====== PAGE EXCERPT
I wouldn’t have known what to call it then, what questions to ask, nor what to say since it wasn’t even a topic on my radar.  But looking back at that ministry I would have framed it around the topic of boundaries and self-care.  The only pastoral advice I had been given at the time were “Take a day off if you come back from a retreat or mission trip” (self care), and “Be careful as a single college director working with female college students” (boundaries).  That was it, and unfortunately I think that too often that is the extent of what most youth pastors will be taught in this area.
It was a lack of self-care and boundaries early on that I think eventually burned me out and left me passionless for a ministry and a group of students I really loved.  I began college ministry in 2001 as a single guy, transitioning to marriage in 2005, and to fatherhood in 2007.  Those were transitions that were made all the harder because I had not done the work early on of establishing healthy pastoral and ministry boundaries, and when those are weak, one’s self-care is usually left floundering in the wake.
No one had helped guide me in that transition from single pastor to married pastor, and once again I found myself alone stumbling about trying to figure out how to be a pastor who was now a father.  I didn’t know who to talk to, and I watched – feeling almost as an outside observer – as the ministry slowly dwindled. I was incapable of putting forth the energy to carry out what little vision I could muster.
Those who are single in youth ministry are notorious for often lacking clear ministry boundaries and not taking care of themselves.  And churches are often co-conspirators in the process, taking advantage of those who are not married, expecting them to do twice the work since “no one is at home waiting for them.”   I can adamantly say that if one doesn’t establish those boundaries and self-care at the outset of the ministry, they will only be playing catch up, and the symptoms will only be exacerbated in marriage.
============
[TASK INSTRUCTIONS]
a – Copy the passage on youth ministry from "I wouldn’t have" to "in this area.".
b – According to the passage on youth ministry, in what year did the writer begin college ministry?
c – Continue the passage on youth ministry, picking up after its last sentence.
====== DATA SUPPLIED
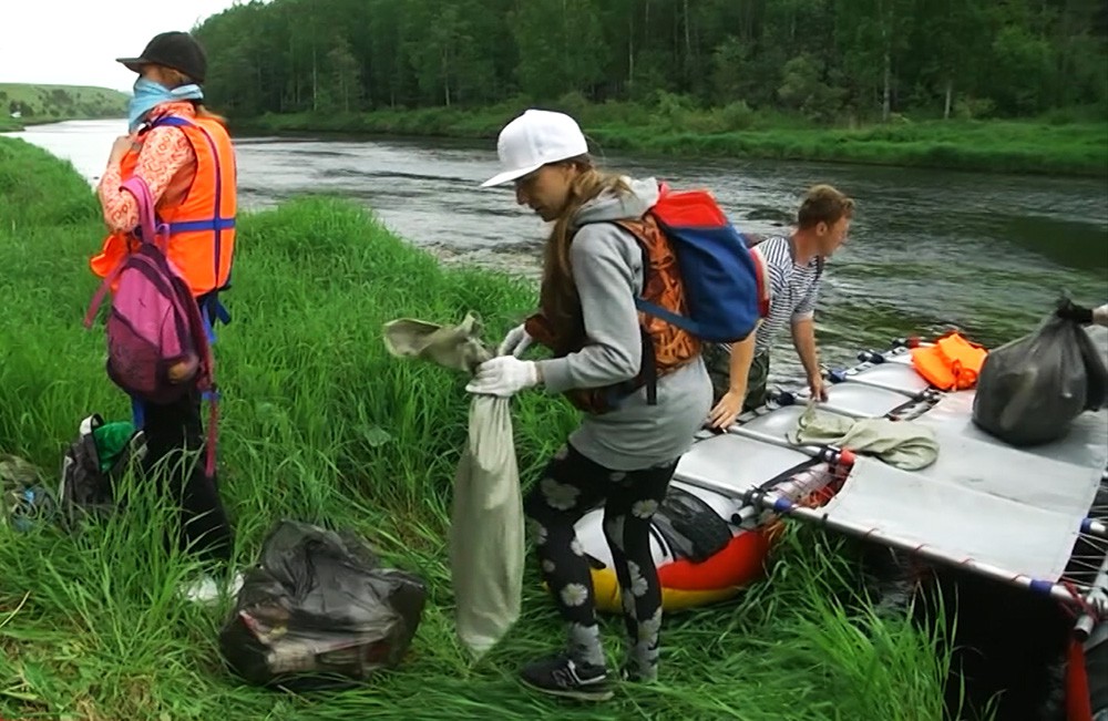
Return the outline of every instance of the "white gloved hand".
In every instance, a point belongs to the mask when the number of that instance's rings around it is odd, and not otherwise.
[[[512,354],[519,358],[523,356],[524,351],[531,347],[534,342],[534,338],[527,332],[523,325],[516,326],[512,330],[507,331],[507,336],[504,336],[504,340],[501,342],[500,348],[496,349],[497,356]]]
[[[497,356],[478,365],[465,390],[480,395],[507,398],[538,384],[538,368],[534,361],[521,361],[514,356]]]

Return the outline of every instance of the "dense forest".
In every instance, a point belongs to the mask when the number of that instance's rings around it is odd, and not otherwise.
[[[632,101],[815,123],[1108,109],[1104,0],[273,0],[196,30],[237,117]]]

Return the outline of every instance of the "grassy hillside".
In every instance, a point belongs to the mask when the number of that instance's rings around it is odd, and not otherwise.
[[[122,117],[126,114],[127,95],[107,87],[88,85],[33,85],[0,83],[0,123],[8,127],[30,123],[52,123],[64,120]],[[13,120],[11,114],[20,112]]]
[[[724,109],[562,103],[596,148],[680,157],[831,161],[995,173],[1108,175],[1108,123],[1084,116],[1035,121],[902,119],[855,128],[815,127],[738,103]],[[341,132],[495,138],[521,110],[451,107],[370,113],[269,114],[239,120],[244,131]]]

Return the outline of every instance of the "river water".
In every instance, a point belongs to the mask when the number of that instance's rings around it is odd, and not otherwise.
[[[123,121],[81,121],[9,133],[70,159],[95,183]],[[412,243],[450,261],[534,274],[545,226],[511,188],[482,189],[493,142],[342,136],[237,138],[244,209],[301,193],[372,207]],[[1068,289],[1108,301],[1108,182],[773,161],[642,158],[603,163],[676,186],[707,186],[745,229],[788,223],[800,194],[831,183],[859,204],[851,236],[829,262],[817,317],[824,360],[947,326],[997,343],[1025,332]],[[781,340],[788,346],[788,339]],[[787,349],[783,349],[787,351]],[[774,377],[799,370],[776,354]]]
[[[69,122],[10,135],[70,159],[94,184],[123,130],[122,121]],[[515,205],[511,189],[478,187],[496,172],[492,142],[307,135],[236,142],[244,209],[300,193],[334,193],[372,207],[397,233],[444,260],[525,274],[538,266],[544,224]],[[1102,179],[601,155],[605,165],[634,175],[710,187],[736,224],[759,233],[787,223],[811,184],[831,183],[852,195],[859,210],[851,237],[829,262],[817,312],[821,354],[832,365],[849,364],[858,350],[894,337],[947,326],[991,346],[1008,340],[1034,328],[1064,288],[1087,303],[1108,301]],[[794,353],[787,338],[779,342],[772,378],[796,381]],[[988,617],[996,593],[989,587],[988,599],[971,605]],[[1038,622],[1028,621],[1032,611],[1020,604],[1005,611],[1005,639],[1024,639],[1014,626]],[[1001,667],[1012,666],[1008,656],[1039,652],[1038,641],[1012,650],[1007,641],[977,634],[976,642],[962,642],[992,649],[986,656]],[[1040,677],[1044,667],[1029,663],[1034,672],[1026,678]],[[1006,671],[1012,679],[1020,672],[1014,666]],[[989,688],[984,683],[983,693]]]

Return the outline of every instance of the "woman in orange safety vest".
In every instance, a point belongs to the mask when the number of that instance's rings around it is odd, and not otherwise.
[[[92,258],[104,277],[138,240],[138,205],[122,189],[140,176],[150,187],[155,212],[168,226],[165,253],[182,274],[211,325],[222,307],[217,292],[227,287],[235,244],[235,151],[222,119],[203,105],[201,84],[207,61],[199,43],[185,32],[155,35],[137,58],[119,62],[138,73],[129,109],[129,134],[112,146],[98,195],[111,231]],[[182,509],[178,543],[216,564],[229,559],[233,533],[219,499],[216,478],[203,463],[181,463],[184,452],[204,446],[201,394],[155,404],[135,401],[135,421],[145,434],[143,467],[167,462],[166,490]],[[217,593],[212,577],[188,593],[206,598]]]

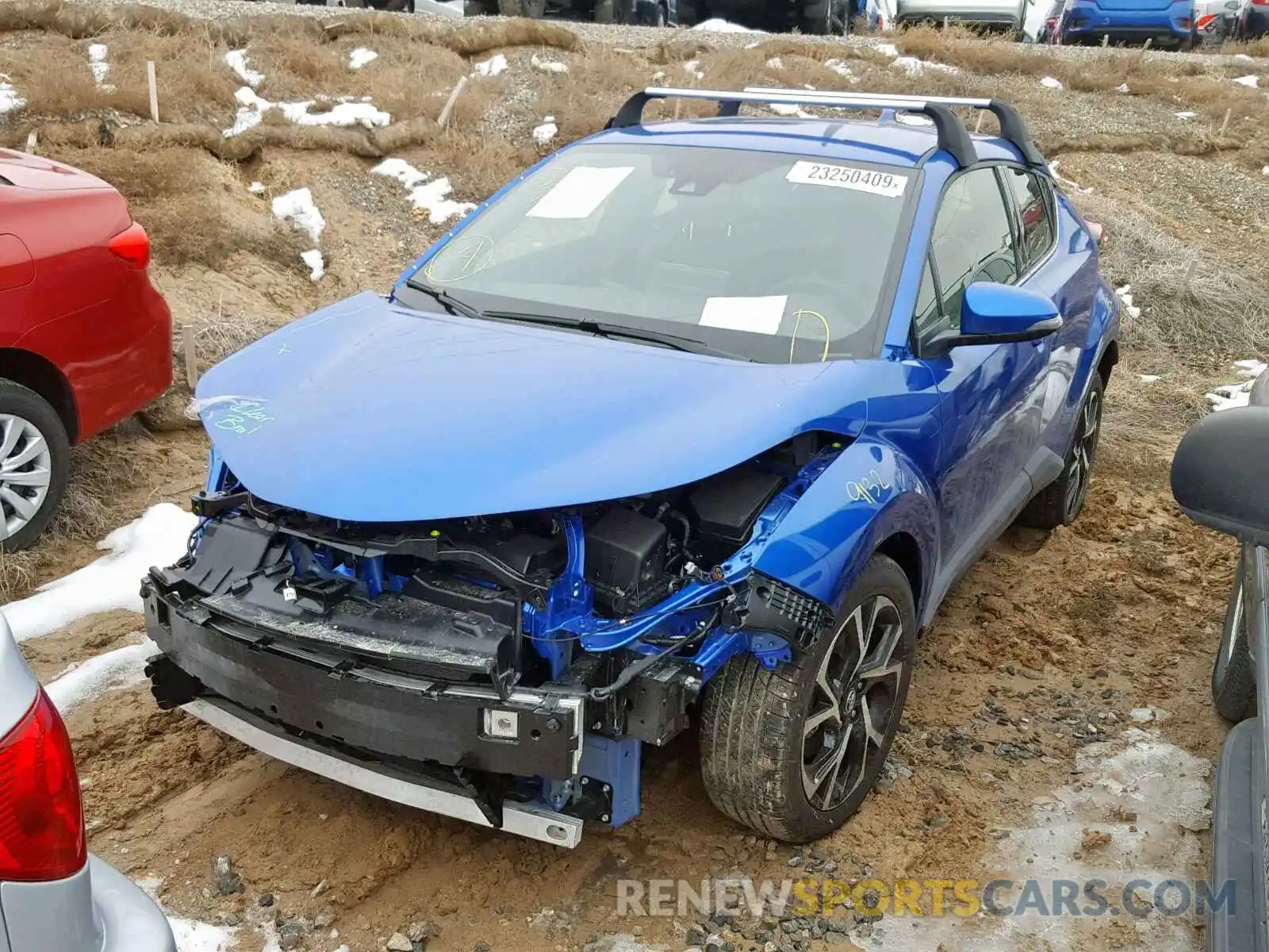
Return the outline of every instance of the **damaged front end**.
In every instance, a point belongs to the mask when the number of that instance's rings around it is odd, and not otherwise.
============
[ANSWER LIST]
a –
I wouldn’t have known what to call it then, what questions to ask, nor what to say since it wasn’t even a topic on my radar.  But looking back at that ministry I would have framed it around the topic of boundaries and self-care.  The only pastoral advice I had been given at the time were “Take a day off if you come back from a retreat or mission trip” (self care), and “Be careful as a single college director working with female college students” (boundaries).  That was it, and unfortunately I think that too often that is the extent of what most youth pastors will be taught in this area.

b – 2001

c –
As I write this article almost two years removed I am beginning to have more clarity on the situation, and my full-time work as a marriage and family therapist, and part-time work on a youth staff has helped shed light on some things that went wrong. If I could sit down a youth staff (and I often do), here are some very elementary things I would say.
First, your identity in life and pastorally, flows out of your relationship with God, not out of the things you do in ministry, nor the students you minister to.  Too many youth staff receive their sense of self from the events they plan and the number of students they have in their group.  And unfortunately, what I see more frequently is youth staff whose identity consists more out of the students they work with (students liking them, affirming them), then really having a real sense of their own identity.  I would recommend that all youth staff read Henri Nouwen’s In the Name of Jesus, and Eugene Peterson’s The Contemplative Pastor.